====== ENTRIES
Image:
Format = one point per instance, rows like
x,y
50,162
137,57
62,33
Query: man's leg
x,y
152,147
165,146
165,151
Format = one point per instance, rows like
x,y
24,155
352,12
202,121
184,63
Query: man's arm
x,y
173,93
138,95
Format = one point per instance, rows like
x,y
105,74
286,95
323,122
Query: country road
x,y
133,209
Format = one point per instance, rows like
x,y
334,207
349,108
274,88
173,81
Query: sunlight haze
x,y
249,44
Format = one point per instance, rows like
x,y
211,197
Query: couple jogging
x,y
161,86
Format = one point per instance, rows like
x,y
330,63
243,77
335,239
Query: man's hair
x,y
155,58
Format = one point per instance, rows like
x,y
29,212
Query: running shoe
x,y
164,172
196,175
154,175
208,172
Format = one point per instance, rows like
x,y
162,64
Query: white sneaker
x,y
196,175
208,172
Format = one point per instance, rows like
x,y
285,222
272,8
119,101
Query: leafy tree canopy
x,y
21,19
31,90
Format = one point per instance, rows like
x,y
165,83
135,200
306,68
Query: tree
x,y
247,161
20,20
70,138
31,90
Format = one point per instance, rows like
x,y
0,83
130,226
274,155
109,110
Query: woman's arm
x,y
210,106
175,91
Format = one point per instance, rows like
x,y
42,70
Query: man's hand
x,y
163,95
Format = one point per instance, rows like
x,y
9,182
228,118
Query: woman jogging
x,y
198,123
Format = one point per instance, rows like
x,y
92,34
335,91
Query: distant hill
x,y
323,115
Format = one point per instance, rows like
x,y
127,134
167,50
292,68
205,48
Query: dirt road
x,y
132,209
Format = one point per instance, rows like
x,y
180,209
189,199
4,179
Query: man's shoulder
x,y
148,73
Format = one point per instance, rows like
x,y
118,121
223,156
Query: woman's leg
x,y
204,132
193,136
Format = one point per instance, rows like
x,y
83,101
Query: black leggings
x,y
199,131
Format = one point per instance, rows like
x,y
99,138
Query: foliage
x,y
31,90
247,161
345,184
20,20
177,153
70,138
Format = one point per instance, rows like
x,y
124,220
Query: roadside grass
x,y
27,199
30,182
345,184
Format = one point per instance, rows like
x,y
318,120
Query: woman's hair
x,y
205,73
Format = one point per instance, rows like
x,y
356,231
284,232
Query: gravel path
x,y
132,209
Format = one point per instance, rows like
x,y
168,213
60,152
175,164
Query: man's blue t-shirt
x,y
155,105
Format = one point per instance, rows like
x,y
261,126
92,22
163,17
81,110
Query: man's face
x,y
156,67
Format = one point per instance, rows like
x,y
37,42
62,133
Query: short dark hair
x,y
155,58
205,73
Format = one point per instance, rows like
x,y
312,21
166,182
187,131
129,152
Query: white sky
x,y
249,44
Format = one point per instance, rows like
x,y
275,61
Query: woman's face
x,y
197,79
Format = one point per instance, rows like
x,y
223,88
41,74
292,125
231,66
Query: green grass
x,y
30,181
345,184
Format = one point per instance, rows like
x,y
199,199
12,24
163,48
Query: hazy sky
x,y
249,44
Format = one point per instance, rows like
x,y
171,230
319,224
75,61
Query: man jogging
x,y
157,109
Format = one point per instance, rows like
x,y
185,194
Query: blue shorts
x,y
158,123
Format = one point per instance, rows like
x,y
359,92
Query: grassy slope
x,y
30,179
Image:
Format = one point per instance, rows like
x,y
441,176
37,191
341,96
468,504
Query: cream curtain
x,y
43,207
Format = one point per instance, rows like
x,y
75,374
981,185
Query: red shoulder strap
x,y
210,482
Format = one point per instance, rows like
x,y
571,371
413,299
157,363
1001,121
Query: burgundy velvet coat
============
> [TASK STATEMENT] Each record must be repeated exactly as it is.

> [RESPONSE]
Image:
Format = one point per instance, rows like
x,y
50,162
137,57
62,33
Query: man's leg
x,y
152,147
165,146
165,151
Format = one point per instance, rows like
x,y
24,155
352,12
202,121
184,63
Query: man's arm
x,y
173,93
138,95
Format = one point per instance, rows like
x,y
105,74
286,95
323,122
Query: country road
x,y
133,209
Format = one point per instance, rows like
x,y
334,207
349,108
274,88
173,81
Query: sunlight haze
x,y
249,44
Format = one point per instance, rows like
x,y
211,197
Query: couple jogging
x,y
161,86
Format = one point per instance, rows like
x,y
330,63
243,77
335,239
Query: man's hair
x,y
155,58
Format = one point per instance, rows like
x,y
29,212
Query: running shoe
x,y
164,172
196,175
154,175
208,172
Format = one point per instance, rows like
x,y
162,64
Query: white sneaker
x,y
196,175
208,172
Format = one point per instance, rows like
x,y
285,222
272,8
119,101
Query: leafy tree canopy
x,y
21,19
31,90
Format = one point per instance, rows like
x,y
165,83
135,200
306,68
Query: tree
x,y
247,161
20,20
70,138
31,90
Format = one point per instance, rows like
x,y
0,83
130,226
274,155
109,110
Query: woman's arm
x,y
210,106
175,91
Format = one point per instance, rows like
x,y
42,70
Query: man's hand
x,y
163,95
Format = one point per instance, rows like
x,y
9,182
228,118
Query: woman jogging
x,y
198,123
Format = one point per instance, rows like
x,y
92,34
335,91
Query: distant hill
x,y
323,115
Format = one point per instance, rows like
x,y
127,134
167,50
292,68
205,48
Query: dirt road
x,y
132,209
Format = one point per instance, rows like
x,y
180,209
189,199
4,179
Query: man's shoulder
x,y
148,73
Format = one point per instance, rows like
x,y
118,121
223,156
Query: woman's leg
x,y
204,132
193,136
Format = one point per instance, rows like
x,y
83,101
Query: black leggings
x,y
199,131
Format = one point per instance, rows like
x,y
99,138
Query: foliage
x,y
31,90
247,161
345,184
20,20
177,153
70,138
Format = one point per instance, rows like
x,y
124,220
Query: roadside grass
x,y
27,199
30,182
345,184
Format = one point per instance, rows like
x,y
318,120
Query: woman's hair
x,y
205,73
Format = one point per instance, rows like
x,y
356,231
284,232
Query: gravel path
x,y
132,209
Format = one point per instance, rows like
x,y
168,213
60,152
175,164
Query: man's blue t-shirt
x,y
155,105
Format = one point per instance, rows like
x,y
261,126
92,22
163,17
81,110
Query: man's face
x,y
156,67
Format = one point per instance, rows like
x,y
37,42
62,133
Query: short dark hair
x,y
155,58
205,73
Format = one point per instance, rows like
x,y
312,21
166,182
187,131
129,152
Query: white sky
x,y
249,44
Format = one point per instance, rows like
x,y
275,61
Query: woman's face
x,y
197,79
Format = one point per instance, rows like
x,y
223,88
41,74
292,125
231,66
Query: green grass
x,y
30,181
345,184
Format = one point per instance, rows like
x,y
199,199
12,24
163,48
Query: hazy sky
x,y
249,44
Format = one point per instance, rows like
x,y
171,230
319,224
75,61
Query: man jogging
x,y
157,109
Format = one point per instance, rows like
x,y
185,194
Query: blue shorts
x,y
158,123
Format = one point per instance, rows like
x,y
359,92
Query: grassy slope
x,y
30,179
Image:
Format = one point per instance, rows like
x,y
441,176
37,191
341,96
468,504
Query: cream curtain
x,y
43,207
Format = one point per instance, rows like
x,y
75,374
981,185
Query: red shoulder strap
x,y
210,482
Format = one point per instance, rows like
x,y
571,371
413,299
157,363
1001,121
Query: burgundy velvet coat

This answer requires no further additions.